Problem description: Please list all lines of the material below in which the string "sign" occurs.

Records provided:
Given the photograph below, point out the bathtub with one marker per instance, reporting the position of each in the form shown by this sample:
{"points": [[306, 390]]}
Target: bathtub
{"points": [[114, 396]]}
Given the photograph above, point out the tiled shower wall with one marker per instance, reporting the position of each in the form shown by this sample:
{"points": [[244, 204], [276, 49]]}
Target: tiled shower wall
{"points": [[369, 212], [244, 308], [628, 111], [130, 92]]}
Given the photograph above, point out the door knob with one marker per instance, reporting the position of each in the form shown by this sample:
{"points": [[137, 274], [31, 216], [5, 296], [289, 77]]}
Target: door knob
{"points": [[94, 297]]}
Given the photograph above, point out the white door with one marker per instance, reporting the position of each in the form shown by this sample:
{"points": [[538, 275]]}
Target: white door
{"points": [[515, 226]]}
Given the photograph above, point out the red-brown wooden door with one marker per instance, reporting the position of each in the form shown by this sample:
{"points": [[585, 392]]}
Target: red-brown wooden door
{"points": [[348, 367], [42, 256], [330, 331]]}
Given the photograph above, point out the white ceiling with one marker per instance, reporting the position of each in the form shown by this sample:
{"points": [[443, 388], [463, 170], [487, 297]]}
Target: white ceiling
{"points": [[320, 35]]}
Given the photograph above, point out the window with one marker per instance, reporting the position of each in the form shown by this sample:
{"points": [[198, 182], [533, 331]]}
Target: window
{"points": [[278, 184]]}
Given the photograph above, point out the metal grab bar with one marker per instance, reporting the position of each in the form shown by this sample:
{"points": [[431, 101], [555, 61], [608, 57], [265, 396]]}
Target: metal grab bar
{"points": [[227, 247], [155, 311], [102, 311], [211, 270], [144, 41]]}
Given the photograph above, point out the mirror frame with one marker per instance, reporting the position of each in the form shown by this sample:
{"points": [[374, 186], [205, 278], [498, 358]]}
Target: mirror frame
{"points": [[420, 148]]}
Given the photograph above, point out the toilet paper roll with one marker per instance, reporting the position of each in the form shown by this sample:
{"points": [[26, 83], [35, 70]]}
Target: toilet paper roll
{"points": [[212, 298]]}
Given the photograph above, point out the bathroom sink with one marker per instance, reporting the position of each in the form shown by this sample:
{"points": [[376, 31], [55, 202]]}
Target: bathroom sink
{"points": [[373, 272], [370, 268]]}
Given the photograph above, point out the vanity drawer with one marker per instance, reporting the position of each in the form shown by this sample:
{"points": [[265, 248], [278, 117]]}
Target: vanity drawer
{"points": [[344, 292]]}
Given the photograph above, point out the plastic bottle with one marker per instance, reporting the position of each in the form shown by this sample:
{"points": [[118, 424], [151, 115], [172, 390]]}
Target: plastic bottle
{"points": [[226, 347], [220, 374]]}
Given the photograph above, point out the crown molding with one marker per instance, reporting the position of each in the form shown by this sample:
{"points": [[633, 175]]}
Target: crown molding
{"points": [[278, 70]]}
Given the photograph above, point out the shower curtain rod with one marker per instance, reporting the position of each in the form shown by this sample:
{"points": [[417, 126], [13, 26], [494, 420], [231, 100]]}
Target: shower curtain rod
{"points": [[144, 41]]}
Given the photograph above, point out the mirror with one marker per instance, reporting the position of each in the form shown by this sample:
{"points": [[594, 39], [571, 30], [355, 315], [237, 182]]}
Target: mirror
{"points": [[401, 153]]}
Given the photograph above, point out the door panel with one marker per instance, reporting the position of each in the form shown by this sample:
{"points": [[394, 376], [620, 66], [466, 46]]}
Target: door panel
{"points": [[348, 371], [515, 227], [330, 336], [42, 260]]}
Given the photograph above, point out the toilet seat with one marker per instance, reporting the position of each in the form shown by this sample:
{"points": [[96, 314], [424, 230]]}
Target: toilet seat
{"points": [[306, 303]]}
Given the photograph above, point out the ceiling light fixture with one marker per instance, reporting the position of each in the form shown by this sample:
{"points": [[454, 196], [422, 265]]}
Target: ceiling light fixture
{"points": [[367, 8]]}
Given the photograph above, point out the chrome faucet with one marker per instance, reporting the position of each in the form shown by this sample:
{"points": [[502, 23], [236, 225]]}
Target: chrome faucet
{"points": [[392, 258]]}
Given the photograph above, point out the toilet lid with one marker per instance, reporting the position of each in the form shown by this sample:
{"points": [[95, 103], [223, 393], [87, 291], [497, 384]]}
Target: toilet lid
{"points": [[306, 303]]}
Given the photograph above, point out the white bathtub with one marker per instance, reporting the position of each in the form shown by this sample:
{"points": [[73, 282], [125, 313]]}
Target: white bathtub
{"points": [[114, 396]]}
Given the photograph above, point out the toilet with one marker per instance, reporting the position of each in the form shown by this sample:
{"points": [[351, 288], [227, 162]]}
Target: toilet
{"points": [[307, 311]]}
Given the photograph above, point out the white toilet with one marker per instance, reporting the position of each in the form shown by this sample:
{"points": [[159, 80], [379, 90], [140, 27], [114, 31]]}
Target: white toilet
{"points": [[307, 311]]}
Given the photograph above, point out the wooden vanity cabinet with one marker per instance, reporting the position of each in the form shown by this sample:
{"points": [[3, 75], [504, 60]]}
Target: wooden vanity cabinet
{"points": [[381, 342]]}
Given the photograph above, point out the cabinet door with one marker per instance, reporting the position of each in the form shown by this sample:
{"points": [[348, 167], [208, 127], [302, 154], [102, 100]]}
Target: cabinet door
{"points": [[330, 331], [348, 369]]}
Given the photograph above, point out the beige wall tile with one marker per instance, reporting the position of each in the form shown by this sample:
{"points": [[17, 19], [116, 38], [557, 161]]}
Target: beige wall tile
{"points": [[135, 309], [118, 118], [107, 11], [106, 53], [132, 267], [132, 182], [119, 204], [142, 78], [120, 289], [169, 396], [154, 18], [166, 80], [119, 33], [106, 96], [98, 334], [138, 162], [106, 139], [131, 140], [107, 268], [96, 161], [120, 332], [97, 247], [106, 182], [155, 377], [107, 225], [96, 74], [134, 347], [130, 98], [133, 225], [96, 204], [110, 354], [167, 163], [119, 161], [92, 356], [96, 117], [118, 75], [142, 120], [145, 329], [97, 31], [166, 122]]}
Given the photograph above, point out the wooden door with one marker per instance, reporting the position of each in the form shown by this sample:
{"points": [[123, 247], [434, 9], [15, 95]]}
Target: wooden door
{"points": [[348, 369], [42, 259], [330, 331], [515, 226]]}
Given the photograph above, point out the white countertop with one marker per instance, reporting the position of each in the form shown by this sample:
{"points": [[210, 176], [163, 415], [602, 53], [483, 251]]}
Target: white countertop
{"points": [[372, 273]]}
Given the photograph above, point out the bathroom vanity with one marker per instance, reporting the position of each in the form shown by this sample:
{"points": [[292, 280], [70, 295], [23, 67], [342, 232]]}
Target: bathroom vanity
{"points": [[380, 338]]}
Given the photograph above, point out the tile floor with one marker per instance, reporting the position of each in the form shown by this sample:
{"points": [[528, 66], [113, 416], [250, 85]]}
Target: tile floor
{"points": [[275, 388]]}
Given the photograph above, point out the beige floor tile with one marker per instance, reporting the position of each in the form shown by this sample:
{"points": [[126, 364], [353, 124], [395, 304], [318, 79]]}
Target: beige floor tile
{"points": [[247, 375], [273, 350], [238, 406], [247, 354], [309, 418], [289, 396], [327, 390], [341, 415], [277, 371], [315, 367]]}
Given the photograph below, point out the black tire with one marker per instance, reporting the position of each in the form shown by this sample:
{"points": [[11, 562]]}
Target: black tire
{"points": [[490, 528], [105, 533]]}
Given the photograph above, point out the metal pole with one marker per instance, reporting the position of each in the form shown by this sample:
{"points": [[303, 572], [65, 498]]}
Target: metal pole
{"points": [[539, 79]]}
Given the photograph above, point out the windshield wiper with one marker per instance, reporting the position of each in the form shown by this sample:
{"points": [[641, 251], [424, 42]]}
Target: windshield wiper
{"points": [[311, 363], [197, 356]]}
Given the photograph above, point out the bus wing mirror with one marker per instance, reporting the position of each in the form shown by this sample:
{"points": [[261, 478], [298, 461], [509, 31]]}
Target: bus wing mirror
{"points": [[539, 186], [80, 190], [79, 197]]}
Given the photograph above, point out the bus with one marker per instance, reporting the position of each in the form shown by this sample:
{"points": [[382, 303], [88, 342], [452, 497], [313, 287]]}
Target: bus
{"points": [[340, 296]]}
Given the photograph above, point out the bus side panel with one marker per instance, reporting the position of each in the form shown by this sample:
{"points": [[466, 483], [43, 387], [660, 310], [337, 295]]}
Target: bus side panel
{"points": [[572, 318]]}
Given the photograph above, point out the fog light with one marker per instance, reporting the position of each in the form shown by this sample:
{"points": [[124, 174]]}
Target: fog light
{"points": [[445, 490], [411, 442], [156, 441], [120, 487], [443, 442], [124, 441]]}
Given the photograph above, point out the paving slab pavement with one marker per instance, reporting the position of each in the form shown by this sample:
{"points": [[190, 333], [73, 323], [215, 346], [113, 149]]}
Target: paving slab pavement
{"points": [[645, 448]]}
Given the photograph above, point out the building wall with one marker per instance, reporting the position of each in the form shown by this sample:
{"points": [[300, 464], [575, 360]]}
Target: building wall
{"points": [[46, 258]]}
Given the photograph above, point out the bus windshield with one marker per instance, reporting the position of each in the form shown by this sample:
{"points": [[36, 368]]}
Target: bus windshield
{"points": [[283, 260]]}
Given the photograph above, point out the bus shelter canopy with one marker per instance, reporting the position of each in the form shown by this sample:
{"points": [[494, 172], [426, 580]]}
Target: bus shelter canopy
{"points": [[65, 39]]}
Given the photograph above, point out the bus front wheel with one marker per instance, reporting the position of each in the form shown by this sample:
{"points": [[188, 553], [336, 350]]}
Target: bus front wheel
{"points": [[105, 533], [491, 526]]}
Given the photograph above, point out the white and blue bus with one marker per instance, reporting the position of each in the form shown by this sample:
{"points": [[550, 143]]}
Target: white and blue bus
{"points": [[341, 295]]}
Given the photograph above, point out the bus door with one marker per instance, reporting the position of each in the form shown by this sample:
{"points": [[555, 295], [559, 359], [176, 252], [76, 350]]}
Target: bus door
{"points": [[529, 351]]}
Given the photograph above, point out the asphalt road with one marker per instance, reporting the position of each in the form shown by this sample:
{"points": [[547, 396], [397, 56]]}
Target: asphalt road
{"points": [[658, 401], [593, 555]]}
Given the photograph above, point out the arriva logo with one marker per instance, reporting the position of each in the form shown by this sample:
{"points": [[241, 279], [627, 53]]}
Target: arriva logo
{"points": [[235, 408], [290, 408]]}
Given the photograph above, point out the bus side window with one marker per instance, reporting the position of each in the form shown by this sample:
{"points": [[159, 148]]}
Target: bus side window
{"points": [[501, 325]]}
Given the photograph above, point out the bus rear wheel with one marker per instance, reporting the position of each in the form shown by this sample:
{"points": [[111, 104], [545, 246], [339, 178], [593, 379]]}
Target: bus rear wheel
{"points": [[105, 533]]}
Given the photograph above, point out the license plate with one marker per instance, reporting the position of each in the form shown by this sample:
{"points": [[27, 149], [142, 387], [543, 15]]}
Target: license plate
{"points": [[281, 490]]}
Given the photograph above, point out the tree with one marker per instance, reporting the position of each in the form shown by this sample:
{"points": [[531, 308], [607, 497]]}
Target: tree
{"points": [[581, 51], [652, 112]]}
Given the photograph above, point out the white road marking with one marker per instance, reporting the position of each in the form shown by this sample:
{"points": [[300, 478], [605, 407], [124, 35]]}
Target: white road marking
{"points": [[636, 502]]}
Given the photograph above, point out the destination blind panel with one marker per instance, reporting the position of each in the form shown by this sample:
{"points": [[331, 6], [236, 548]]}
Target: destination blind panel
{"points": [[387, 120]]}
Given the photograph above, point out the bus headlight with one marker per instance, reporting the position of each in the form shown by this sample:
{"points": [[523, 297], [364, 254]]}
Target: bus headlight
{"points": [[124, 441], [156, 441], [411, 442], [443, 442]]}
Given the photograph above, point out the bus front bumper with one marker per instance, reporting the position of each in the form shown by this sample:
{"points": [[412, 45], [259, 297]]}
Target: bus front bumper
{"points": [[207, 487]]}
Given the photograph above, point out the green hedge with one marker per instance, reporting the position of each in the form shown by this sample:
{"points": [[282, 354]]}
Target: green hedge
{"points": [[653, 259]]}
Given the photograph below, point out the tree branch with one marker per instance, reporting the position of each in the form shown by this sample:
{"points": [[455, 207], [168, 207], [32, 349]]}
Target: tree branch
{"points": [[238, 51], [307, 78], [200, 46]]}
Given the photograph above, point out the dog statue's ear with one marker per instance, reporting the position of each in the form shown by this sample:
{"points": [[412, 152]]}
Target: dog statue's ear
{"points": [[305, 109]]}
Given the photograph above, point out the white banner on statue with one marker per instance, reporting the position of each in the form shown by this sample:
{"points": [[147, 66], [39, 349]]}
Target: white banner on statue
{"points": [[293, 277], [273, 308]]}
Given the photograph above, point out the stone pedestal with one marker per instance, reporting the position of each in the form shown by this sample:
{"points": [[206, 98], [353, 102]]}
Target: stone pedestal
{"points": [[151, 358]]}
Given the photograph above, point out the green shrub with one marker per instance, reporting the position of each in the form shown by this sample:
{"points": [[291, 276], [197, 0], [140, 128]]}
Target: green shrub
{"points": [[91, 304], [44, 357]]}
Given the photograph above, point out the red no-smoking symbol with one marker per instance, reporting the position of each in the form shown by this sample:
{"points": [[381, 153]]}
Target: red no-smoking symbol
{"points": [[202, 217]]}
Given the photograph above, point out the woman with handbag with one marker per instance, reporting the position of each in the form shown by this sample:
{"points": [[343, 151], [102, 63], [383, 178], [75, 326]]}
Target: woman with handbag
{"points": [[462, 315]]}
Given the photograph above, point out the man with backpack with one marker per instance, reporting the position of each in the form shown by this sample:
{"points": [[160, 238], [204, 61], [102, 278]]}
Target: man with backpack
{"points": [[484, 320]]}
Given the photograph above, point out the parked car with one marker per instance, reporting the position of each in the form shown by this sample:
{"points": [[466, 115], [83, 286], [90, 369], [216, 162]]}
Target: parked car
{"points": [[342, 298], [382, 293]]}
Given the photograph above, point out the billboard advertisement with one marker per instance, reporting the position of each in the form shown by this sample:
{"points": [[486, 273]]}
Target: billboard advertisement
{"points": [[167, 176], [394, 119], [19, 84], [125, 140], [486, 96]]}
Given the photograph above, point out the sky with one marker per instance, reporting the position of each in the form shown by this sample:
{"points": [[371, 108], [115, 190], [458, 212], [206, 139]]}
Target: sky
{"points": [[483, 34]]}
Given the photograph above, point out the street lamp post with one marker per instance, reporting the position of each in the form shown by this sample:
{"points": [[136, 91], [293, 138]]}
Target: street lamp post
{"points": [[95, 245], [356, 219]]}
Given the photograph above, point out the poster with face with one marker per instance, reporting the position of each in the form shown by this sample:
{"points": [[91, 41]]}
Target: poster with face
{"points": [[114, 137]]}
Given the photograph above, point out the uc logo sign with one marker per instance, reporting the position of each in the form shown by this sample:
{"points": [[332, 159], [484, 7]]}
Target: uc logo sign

Written solution:
Given the photograph above, point out the uc logo sign with one marker per instance, reporting the position of each in the form shown by this sample:
Target: uc logo sign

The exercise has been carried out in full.